◆ Selected excerpt ◆

--- Start ---

First, let's consider a different example. Say, there is a person named A and a block in space. A pushes on the block with a force of 100 N. Then, the block will also push A with a force of 100 N by Newton's third law. Now, consider the case where instead of the block, there is a person B who is also pushing on A with a force of 100 N while A is pushing on him. A will experience a force of 100 N because he pushed on B, AND another 100 N because he is being pushed by B. Hence he will experience a force of 200 N. Similarly, B also experiences 200 N of force.

Now, back to the original problem. There are two people A and B in space with a taut rope (no tension currently) in between them. If only A is pulling and B is not, then I agree that the tension is equal to the force A exerts. This situation (in my opinion) becomes analogous to the above if B is also pulling. So, say both of them pull from either side with a force of 100 N. Then the rope at the end of B will pull B with a force of 100 N (this pull is caused by A). By Newton's third law, the rope will experience a pull of 100 N. But B is also pulling his end of the rope with 100 N. Therefore, the tension should be 200 N. Similarly, the end of the rope at A must pull A with 100 N of force (because B is pulling from the other side) and hence experience a force of 100 N itself by Newton's third law plus another 100 N because A is pulling on the rope.

--- End ---

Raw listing
--- Start ---

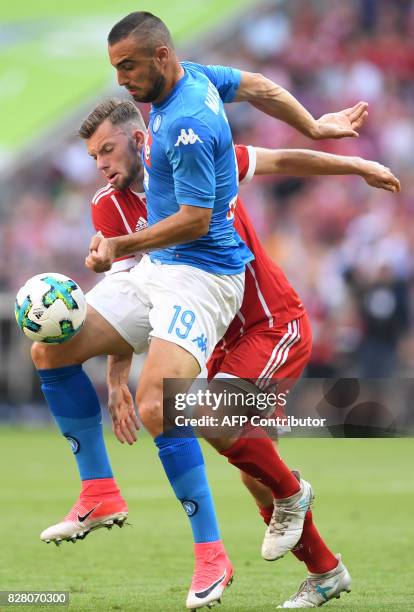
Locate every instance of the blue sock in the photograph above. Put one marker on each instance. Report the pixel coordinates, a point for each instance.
(75, 406)
(184, 465)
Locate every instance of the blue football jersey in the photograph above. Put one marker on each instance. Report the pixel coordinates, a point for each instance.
(189, 160)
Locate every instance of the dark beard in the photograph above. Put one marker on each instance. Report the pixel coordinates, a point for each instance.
(154, 93)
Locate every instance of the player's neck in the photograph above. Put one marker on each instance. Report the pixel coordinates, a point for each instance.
(137, 185)
(175, 73)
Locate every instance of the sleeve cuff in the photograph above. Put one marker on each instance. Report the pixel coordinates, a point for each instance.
(252, 165)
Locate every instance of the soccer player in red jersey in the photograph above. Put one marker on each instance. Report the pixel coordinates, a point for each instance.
(270, 339)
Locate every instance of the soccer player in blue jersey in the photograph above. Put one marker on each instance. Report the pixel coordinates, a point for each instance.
(189, 292)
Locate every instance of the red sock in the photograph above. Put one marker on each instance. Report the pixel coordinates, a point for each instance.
(258, 458)
(266, 513)
(312, 550)
(99, 486)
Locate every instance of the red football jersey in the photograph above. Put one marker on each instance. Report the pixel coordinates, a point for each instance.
(269, 299)
(116, 213)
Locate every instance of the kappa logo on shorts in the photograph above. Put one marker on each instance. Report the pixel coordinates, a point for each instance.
(190, 506)
(187, 137)
(201, 343)
(74, 444)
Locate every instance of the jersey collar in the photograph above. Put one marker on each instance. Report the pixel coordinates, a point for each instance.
(173, 92)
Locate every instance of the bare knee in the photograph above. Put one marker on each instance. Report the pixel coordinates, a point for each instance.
(151, 414)
(45, 356)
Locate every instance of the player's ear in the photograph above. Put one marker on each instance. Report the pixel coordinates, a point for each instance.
(162, 56)
(139, 138)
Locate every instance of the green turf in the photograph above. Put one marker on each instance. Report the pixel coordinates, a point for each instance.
(54, 56)
(365, 495)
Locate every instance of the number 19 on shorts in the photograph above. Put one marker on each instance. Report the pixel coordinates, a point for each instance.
(182, 322)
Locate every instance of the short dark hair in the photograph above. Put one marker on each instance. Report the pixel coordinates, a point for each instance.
(143, 25)
(117, 111)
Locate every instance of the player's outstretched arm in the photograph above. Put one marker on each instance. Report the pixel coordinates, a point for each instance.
(277, 102)
(303, 162)
(125, 422)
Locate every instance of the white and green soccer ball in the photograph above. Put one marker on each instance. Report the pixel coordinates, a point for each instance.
(50, 308)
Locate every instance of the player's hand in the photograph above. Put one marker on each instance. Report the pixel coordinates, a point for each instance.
(125, 422)
(380, 176)
(342, 124)
(101, 253)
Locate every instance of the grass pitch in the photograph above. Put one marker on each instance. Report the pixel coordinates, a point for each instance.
(364, 499)
(53, 55)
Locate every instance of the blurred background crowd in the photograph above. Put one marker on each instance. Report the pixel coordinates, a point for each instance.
(345, 247)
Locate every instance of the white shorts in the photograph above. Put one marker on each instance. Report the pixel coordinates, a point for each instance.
(178, 303)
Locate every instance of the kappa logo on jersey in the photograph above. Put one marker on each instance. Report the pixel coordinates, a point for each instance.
(147, 147)
(141, 224)
(157, 123)
(187, 137)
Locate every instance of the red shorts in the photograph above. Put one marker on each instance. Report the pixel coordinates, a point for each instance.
(266, 355)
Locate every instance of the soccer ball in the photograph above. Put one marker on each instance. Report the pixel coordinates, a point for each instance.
(50, 308)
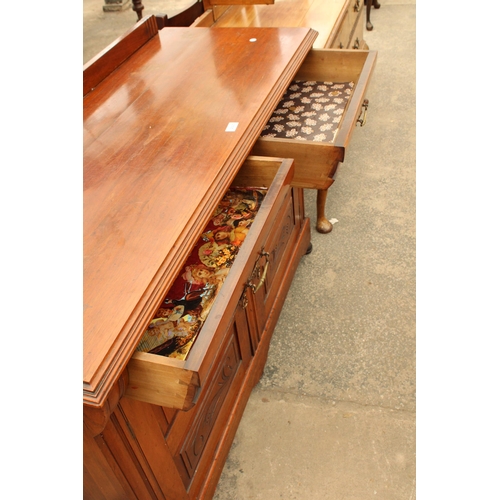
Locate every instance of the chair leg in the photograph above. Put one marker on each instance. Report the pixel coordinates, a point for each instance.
(323, 225)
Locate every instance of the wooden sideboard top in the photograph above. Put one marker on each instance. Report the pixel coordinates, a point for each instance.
(159, 153)
(320, 15)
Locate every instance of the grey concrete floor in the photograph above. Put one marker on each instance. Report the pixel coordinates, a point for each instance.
(334, 414)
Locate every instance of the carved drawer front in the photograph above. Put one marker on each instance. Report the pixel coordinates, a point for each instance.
(308, 115)
(179, 383)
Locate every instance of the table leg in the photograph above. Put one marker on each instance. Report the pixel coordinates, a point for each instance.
(138, 8)
(323, 225)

--- End ---

◆ Work to do ◆
Reproduce the entire passage on rope tension word for word. This listing was drawn from a separate source unrelated to the passage on rope tension.

◆ Task answer ◆
First, let's consider a different example. Say, there is a person named A and a block in space. A pushes on the block with a force of 100 N. Then, the block will also push A with a force of 100 N by Newton's third law. Now, consider the case where instead of the block, there is a person B who is also pushing on A with a force of 100 N while A is pushing on him. A will experience a force of 100 N because he pushed on B, AND another 100 N because he is being pushed by B. Hence he will experience a force of 200 N. Similarly, B also experiences 200 N of force.

Now, back to the original problem. There are two people A and B in space with a taut rope (no tension currently) in between them. If only A is pulling and B is not, then I agree that the tension is equal to the force A exerts. This situation (in my opinion) becomes analogous to the above if B is also pulling. So, say both of them pull from either side with a force of 100 N. Then the rope at the end of B will pull B with a force of 100 N (this pull is caused by A). By Newton's third law, the rope will experience a pull of 100 N. But B is also pulling his end of the rope with 100 N. Therefore, the tension should be 200 N. Similarly, the end of the rope at A must pull A with 100 N of force (because B is pulling from the other side) and hence experience a force of 100 N itself by Newton's third law plus another 100 N because A is pulling on the rope.